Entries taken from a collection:
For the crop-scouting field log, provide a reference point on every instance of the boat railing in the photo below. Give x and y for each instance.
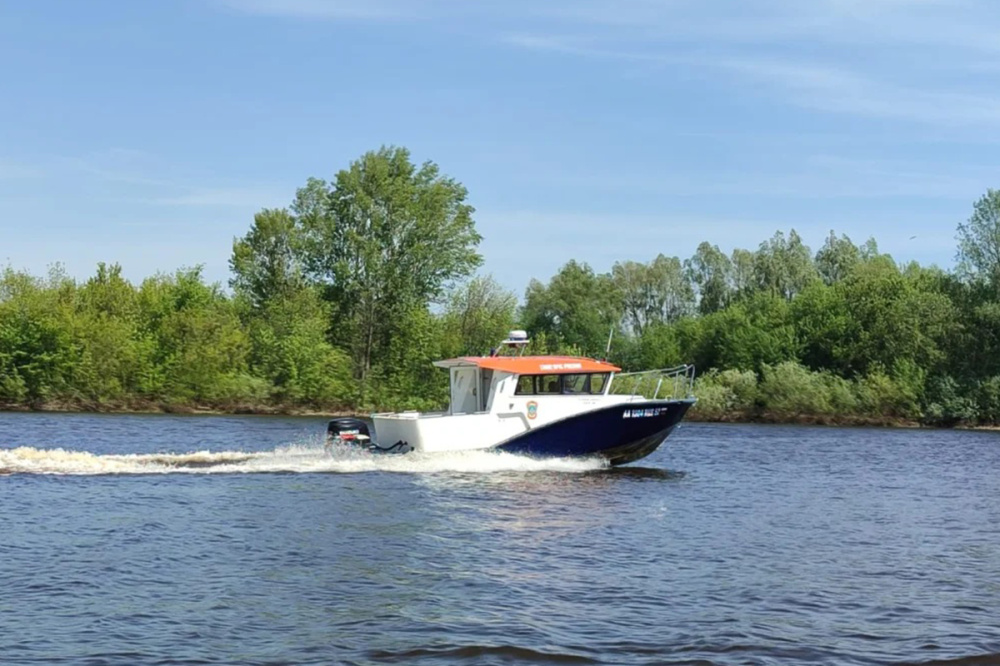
(664, 384)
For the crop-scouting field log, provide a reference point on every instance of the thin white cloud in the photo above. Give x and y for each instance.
(234, 197)
(10, 170)
(324, 9)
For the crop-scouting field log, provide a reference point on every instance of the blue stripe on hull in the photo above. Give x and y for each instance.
(620, 433)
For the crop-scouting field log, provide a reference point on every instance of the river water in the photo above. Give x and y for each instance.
(236, 540)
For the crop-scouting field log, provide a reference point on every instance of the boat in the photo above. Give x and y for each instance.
(540, 406)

▸ **WHAT IS REQUIRED**
The lines wanted are those from the one with "of the blue" through the last line of the records, repeated exactly and with both ends included.

▸ **SOLUTION FOR THIS TASK**
For the crop-scouting field log, provide a reference point on every instance of the blue stripe on hull in the photo above. Give x and y for each instance.
(620, 433)
For the crop-scouting field log, provide a reference point on every instance of the river water in the photo above. Give x and y for each instance.
(236, 540)
For the crop-scouting field log, provide a reference point on every instance of the boat in the photo above. Give x and y for each instance.
(540, 406)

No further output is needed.